◆ Job
Convert the lines below into a Markdown table with the columns Row and Line, starting with the line that contains "of the carved" and going on through the line that contains "point(189, 183)", both included. Give each row a number, put the line beside it, and omit any blank lines.

◆ Task material
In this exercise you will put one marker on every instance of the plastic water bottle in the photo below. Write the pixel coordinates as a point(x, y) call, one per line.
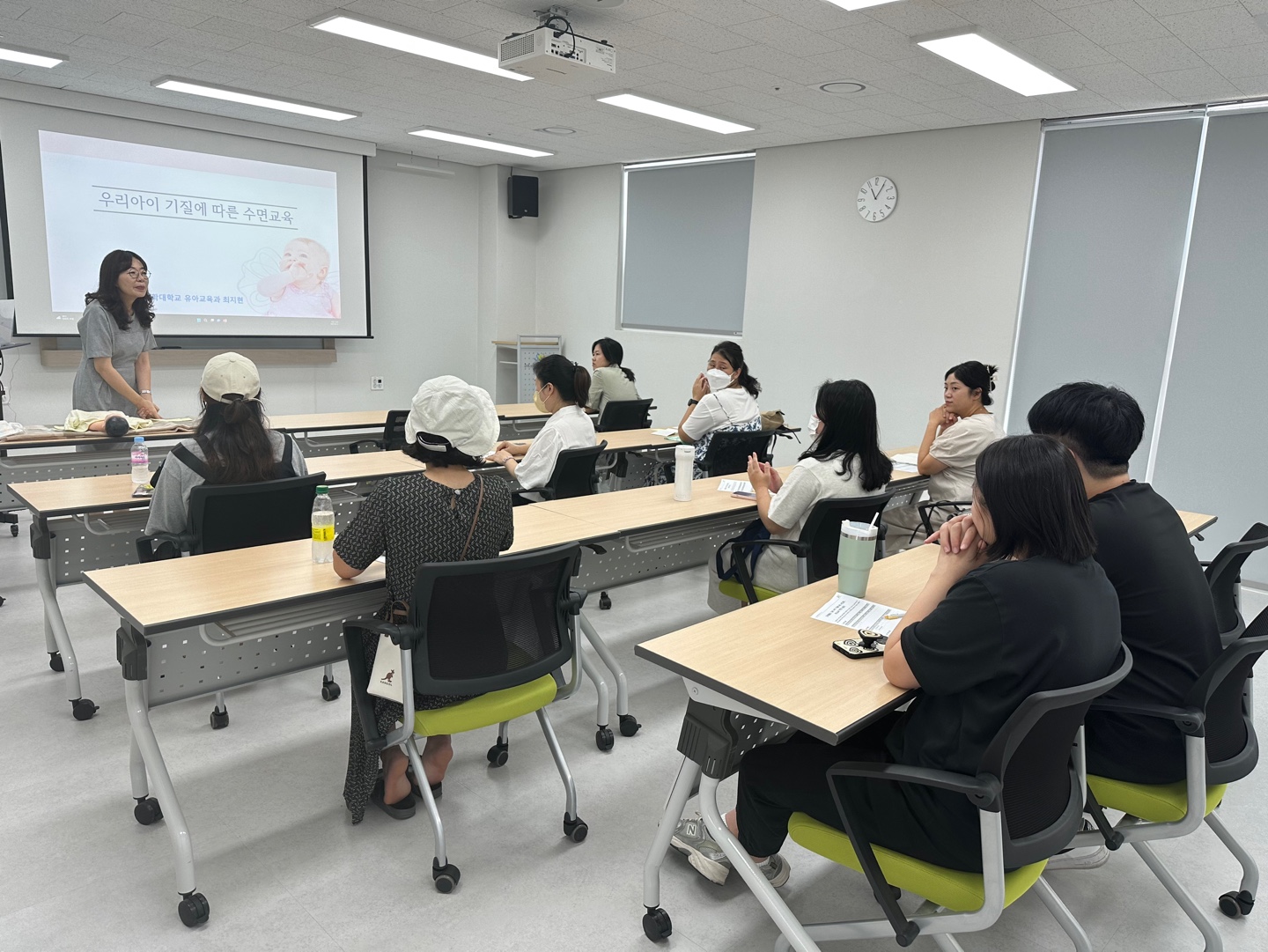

...

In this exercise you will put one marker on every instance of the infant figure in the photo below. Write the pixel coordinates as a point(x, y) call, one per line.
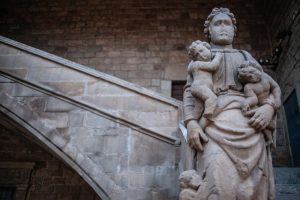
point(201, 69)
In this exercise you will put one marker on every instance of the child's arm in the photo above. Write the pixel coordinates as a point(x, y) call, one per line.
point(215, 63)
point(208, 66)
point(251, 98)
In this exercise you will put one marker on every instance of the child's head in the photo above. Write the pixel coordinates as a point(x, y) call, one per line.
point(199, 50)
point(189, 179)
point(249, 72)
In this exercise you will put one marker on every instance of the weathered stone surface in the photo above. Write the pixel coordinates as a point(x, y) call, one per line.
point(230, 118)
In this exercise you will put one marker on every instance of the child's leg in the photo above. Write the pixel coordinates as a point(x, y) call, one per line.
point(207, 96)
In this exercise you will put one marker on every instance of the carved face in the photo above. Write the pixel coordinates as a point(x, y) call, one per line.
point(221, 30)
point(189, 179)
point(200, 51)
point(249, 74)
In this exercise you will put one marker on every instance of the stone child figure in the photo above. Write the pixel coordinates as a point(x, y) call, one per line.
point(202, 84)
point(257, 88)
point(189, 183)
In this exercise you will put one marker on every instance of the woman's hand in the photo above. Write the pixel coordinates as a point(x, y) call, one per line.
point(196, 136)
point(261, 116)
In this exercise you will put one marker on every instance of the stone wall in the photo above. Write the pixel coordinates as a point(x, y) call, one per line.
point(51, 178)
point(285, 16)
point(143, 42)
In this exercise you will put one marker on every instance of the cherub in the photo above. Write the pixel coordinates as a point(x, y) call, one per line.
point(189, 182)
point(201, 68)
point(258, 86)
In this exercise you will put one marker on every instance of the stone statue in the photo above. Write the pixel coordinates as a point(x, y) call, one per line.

◆ Response for this exercise
| Row | Line |
|---|---|
| 1 | In this exercise you will put one marker on every instance of the carved face in the photo above. Write the pixel coordinates as a point(x, y) call, one per line. |
| 2 | point(221, 30) |
| 3 | point(189, 179) |
| 4 | point(200, 51) |
| 5 | point(249, 74) |
| 6 | In this exercise you will put one marker on every instance of the stone child figure in the photo above. Write the pixel coordinates as a point(x, y) call, one per line. |
| 7 | point(202, 84) |
| 8 | point(257, 88) |
| 9 | point(189, 183) |